▶ **REQUIRED WORK**
1) Using the budget commentary, explain why the additional defence spending was not expected to draw objections from the New Democrats.
2) Reproduce everything from "The new centre-left" down to "breaking a sweat." in the budget commentary, swapping "hurdle" for "obstacle" wherever it occurs.
3) Translate this sentence from the budget commentary into French: "According to the World Bank, military spending in Canada currently stands at 1.4 per cent of the country’s GDP."
TEXT SHOWN Start Marker
The new centre-left alliance of Liberals and New Democrats faced its first hurdle last Thursday when Deputy Prime Minister/Finance Minister Chrystia Freeland presented her 2022 budget. The as-yet unbaptized governing entity (for some reason, it hasn’t embraced my suggestion to christen itself the New Vermilion Party of Canada) cleared the hurdle without breaking a sweat.
Freeland announced just enough new spending on causes close to NDP hearts – $5.3-billion over five years for a dental care program, $10.2-billion for housing, $10.6-billion toward reconciliation with Indigenous communities – that NDP leader Jasmeet Singh didn’t wait to hear her speech before giving the budget his measured blessing.
Freeland also offered enough restraint – a deficit half the size of the previous year’s and a projected reduction of the debt-to-GDP ratio from 46.5 per cent in this fiscal year to 16.5 per cent per cent by mid-century – to assuage the concerns of Blue Liberals about runaway spending and imploding debt. In fact, the improved numbers owe less to spending restraint than to tax revenues swollen by a post-COVID boom in economic activity, but that didn’t matter on budget day. What mattered, politically, was the economic recovery, for which Freeland went to lengths to claim credit on behalf of the Trudeau government.
She did her best to stickhandle around the issue of defence spending. According to the World Bank, military spending in Canada currently stands at 1.4 per cent of the country’s GDP. That’s well below the 2 per cent level that NATO members have committed themselves to reaching and maintaining. Freeland promised to carry out previously scheduled increases and to add another $8-billion in defence spending over five years – enough to raise the level to 1.5 or 1.6 per cent. The increase was small enough to slip past the New Democrats, who want money earmarked for defence redirected to social programs. But she won’t fool NATO. Justin Trudeau will have some ’splaing to do when he meets Canada’s impatient NATO partners, who are seized with urgency of bulking up in the face of Vladimir Putin’s territorial ambitions.
TEXT SHOWN End Marker
DATA EXTRACT Start Marker
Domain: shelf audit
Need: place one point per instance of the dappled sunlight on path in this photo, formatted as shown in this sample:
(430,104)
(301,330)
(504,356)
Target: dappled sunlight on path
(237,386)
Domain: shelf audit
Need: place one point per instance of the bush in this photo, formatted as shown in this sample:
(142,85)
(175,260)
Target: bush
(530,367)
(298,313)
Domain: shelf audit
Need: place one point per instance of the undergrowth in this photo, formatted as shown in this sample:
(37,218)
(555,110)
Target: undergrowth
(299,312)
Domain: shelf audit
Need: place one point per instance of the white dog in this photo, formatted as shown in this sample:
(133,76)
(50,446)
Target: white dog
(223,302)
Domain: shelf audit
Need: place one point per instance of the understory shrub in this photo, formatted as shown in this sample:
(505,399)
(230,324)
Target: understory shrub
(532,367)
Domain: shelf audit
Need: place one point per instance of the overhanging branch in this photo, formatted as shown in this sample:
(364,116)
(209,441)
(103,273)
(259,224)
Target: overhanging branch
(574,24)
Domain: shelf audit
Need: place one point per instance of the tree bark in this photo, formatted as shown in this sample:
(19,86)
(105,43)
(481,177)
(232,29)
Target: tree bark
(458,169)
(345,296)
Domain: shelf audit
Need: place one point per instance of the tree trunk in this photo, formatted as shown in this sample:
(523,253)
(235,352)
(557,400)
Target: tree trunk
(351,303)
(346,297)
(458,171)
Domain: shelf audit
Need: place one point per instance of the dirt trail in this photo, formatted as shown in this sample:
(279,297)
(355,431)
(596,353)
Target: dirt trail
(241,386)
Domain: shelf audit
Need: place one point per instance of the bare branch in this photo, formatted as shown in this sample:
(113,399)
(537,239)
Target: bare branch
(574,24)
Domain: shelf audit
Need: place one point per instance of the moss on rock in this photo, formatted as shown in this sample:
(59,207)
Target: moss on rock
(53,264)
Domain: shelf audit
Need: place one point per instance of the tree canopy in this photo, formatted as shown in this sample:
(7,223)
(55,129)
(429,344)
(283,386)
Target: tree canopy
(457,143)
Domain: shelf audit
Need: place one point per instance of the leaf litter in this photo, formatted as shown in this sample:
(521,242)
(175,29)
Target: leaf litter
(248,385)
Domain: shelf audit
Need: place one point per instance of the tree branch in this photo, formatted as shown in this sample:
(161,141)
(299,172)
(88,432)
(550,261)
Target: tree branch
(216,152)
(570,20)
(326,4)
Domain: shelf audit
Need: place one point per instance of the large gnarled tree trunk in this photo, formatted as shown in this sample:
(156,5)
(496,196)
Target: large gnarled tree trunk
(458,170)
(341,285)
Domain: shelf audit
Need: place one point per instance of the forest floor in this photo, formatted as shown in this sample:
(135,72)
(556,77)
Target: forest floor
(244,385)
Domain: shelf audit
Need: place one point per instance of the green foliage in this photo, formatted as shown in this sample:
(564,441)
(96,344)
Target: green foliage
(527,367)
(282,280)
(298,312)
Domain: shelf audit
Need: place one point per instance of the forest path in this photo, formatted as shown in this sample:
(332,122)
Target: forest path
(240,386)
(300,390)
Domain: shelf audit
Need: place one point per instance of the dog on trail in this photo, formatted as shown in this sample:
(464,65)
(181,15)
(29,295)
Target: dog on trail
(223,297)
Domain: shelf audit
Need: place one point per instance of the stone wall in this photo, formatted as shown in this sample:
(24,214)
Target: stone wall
DATA EXTRACT End Marker
▶ **PER-TASK ANSWERS**
1) The increase was small enough to slip past them. It added $8-billion over five years, which would raise military spending only to 1.5 or 1.6 per cent of GDP. The New Democrats want money earmarked for defence redirected to social programs.

2)
The new centre-left alliance of Liberals and New Democrats faced its first obstacle last Thursday when Deputy Prime Minister/Finance Minister Chrystia Freeland presented her 2022 budget. The as-yet unbaptized governing entity (for some reason, it hasn’t embraced my suggestion to christen itself the New Vermilion Party of Canada) cleared the obstacle without breaking a sweat.

3) Selon la Banque mondiale, les dépenses militaires au Canada s’élèvent actuellement à 1,4 % du PIB du pays.